[SELECTED TEXT start]
Data modeling is a huge topic.

In order to emphasize it properly using my limited English, I should probably write HUGE instead.

If you want to get a grasp of how huge it is, you can just look at the Directed Acyclic Diagram in this post by Olivier Dupuis. Or some of DAGs posted in the #measure Slack channel. It’s a tedious job of transforming a lot of raw, unclear, messy data, often requiring multiple interconnected steps. But every analyst with the access to the SQL database usually does it everyday, on a smaller scale. Using one SQL query that creates a view, another one that creates a table out of this view, another one that joins it with some other data…

In the previous post of this mini-series I’ve been trying to showcase the idea of data build tool (dbt), designed to make data transformations easier. I presented to you a working dbt model which should recreate some of Google Analytics models in BigQuery, using GA export data. I also tried to provide you some instructions on how to run it.

“Mini” should be a keyword of this article. The whole idea of recreating some Google Analytics reports in BigQuery is an example of ‘mini’ transformation, something that a lot of web analysts might do from time to time and and then forget about it. It might be done using large queries with a lot of CTEs or subqueries or using a chain of scheduled queries.

Not very nice, not too efficient, might break. The goal of this post is to explore the possibilities of using dbt to make these small transformations easier, more reliable, and most importantly — reusable.

Part I was barely scratching the idea, this time we’ll try to deliver some meat. We’re gonna dig into some features that make dbt so interesting for our little web analytics world. Ready?

The basics

Let’s start with some recap.

What are we doing? Recreating 3 Google Analytics reports (Source / Medium, Product Performance, All Pages) in BigQuery using Google Analytics export data.

Here you’ll find the Part I, showing how to install dbt and run the model.
[SELECTED TEXT end]
■ WHAT YOU NEED TO DO
- A) Duplicate the data modeling article word for word, from "Not very nice, not" up to and including "analytics world. Ready?".
- B) Report how many lines of the records below contain the string "player", matching case exactly. Give only the number.
[SUPPLIED DATA start]
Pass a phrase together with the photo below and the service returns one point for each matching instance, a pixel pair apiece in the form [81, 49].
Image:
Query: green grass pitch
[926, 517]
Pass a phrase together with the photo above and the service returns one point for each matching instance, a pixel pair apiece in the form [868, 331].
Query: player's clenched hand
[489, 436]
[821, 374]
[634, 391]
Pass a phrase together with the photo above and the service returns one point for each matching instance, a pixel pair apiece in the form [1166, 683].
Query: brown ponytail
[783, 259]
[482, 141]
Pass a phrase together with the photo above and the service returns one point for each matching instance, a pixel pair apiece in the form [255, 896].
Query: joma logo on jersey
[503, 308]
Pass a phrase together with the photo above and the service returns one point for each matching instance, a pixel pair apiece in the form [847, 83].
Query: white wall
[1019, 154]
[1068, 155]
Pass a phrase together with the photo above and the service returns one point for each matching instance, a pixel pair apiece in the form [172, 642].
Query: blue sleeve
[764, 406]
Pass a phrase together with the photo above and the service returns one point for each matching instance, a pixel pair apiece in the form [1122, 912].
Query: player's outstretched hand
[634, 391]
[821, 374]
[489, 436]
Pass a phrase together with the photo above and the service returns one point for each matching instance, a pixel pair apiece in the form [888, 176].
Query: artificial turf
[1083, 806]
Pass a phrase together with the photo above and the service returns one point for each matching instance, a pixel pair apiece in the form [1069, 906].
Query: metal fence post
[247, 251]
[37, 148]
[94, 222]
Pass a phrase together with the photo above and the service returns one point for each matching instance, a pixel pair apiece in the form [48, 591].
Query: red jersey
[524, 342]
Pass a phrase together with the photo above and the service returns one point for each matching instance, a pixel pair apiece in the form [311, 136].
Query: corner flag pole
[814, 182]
[SUPPLIED DATA end]
■ COMPLETED EXERCISE
- A)
Not very nice, not too efficient, might break. The goal of this post is to explore the possibilities of using dbt to make these small transformations easier, more reliable, and most importantly — reusable.

Part I was barely scratching the idea, this time we’ll try to deliver some meat. We’re gonna dig into some features that make dbt so interesting for our little web analytics world. Ready?

- B) 2